_Page_
::::::::

This trend of rising torture should trigger a sense of alarm in the minds of the Nepalese government and compel it to take immediate measures to bring to an end this number one challenge to the establishment of the rule of law in the country. In light of the cases documented within the past year, the Asian Human Rights Commission is of the opinion that persisting impunity protects perpetrators of torture from any consequences arising from their abuses and is the major cause of torture in Nepal. The fight against impunity should be made the cornerstone of a serious approach to the eradication of torture.


Stories of women, men, children and adults, having fallen prey to abuse at the hands of the police illustrates how impunity for this gross human rights violation has exposed innocents to the arbitrary brutality of criminals in uniforms. The lack of sanctions taken against the police officers who are violating fundamental rights registered in the Nepalese Constitution allow criminals to retain a position of authority from which they can abuse for their own advantage.


The most pressing challenge that Nepal will have to take up this year will be the effective criminalization of torture in the framework of its revised Criminal Code and Criminal Procedure Code. Human rights organizations welcome the efforts to introduce specific sanctions attached to the act of torture as a first step to put an end to the current absurd situation where no sanctions can be taken against those who violate one of the most fundamental rights of Nepalese, though this right is being entrenched in the Constitution. The AHRC also notes with satisfaction the criminalization of secret detention and of enforced disappearance, all of which leave the door open for torture. The AHRC is therefore of the opinion that this prohibition may strengthen much-needed safeguards against ill-treatment to detainees.


Nevertheless, as of now, some elements remain a matter of concern for the human rights community as they may prevent the effective implementation of the provisions criminalizing torture and thereby undermine the protection offered by those provisions to the detainees. The lack of a definition of torture in line with the international standards set up in the Convention against Torture is one of those elements which may contribute to the dismissal of cases of torture. The penal code does not set a mandatory prison sentence for perpetrators of torture, a punishment inadequate with regard to the standards set by the CAT which states that those offences should be "punishable by appropriate penalties which take into account their grave nature". The possibilities for those convicted of torture to get through with a fine only is clearly not proportionate to the gravity of the damages inflicted and such a light sanction is unlikely to act as a deterrent for the perpetrators.


Of particular concern are the provisions of the draft criminal code which mandates that written sanctions of the government of Nepal are required to prosecute a government employee. If this provision was to be adopted, the result would be a de facto veto right to the government regarding the prosecutions of torture. In the international law, the prohibition of torture is absolute and non-derogable, which means that exceptional circumstances cannot be invoked to justify the lack of prosecutions against perpetrators. In that light, the decision to undertake prosecutions against government employees allegedly involved in torture cannot be made a political decision, dependent on the goodwill of the executive. This disposition should be stripped from the draft criminal code to ban the possibility of amnesty for perpetrators of torture.

::::::::

_Material_
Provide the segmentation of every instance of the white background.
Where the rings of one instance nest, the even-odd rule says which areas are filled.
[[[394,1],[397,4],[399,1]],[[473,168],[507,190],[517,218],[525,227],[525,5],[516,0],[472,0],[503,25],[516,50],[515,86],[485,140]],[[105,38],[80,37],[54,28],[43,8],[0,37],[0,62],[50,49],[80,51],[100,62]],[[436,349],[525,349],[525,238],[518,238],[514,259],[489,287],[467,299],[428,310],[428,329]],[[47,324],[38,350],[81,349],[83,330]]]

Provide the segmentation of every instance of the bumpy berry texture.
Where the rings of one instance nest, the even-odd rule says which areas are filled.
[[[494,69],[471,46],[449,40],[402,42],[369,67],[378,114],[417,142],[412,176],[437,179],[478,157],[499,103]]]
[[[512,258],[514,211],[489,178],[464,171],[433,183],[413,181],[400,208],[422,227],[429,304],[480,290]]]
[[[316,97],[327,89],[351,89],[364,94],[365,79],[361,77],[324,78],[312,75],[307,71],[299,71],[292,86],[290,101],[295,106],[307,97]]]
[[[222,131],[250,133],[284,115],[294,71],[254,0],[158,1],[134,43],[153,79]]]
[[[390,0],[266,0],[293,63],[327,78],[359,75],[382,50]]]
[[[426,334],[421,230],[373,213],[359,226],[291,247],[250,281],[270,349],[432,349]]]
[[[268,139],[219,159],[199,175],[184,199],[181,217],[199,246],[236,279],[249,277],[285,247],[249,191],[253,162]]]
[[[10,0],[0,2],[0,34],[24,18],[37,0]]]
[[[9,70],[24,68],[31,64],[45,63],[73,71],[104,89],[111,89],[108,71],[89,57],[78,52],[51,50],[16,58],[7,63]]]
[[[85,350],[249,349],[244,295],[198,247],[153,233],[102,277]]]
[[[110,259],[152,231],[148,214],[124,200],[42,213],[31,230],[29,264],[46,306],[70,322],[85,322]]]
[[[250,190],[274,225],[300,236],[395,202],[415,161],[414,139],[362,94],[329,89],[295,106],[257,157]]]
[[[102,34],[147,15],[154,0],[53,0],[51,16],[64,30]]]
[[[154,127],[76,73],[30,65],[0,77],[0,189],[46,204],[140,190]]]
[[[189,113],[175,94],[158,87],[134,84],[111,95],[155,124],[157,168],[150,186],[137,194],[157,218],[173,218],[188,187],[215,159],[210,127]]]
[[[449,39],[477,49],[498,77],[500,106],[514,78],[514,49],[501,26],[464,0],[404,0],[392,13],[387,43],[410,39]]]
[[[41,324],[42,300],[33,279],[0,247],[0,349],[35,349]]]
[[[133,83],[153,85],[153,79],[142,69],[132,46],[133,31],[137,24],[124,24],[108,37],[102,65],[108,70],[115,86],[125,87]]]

::::::::

_Work instructions_
a – Translate this sentence from the text about torture in Nepal into Spanish: "The fight against impunity should be made the cornerstone of a serious approach to the eradication of torture."
b – Decide whether each statement agrees with the text about torture in Nepal, answering yes or no and quoting the deciding words: (i) The draft criminal code requires written sanctions of the government of Nepal to prosecute a government employee. (ii) The penal code sets a mandatory prison sentence for perpetrators of torture. (iii) The AHRC regrets the criminalization of enforced disappearance.
Rely solely on the text about torture in Nepal.

_Worked solutions_
a – La lucha contra la impunidad debería convertirse en la piedra angular de un enfoque serio para la erradicación de la tortura.

b –
(i) Yes: "written sanctions of the government of Nepal are required to prosecute a government employee"
(ii) No: "The penal code does not set a mandatory prison sentence for perpetrators of torture"
(iii) No: "The AHRC also notes with satisfaction the criminalization of secret detention and of enforced disappearance"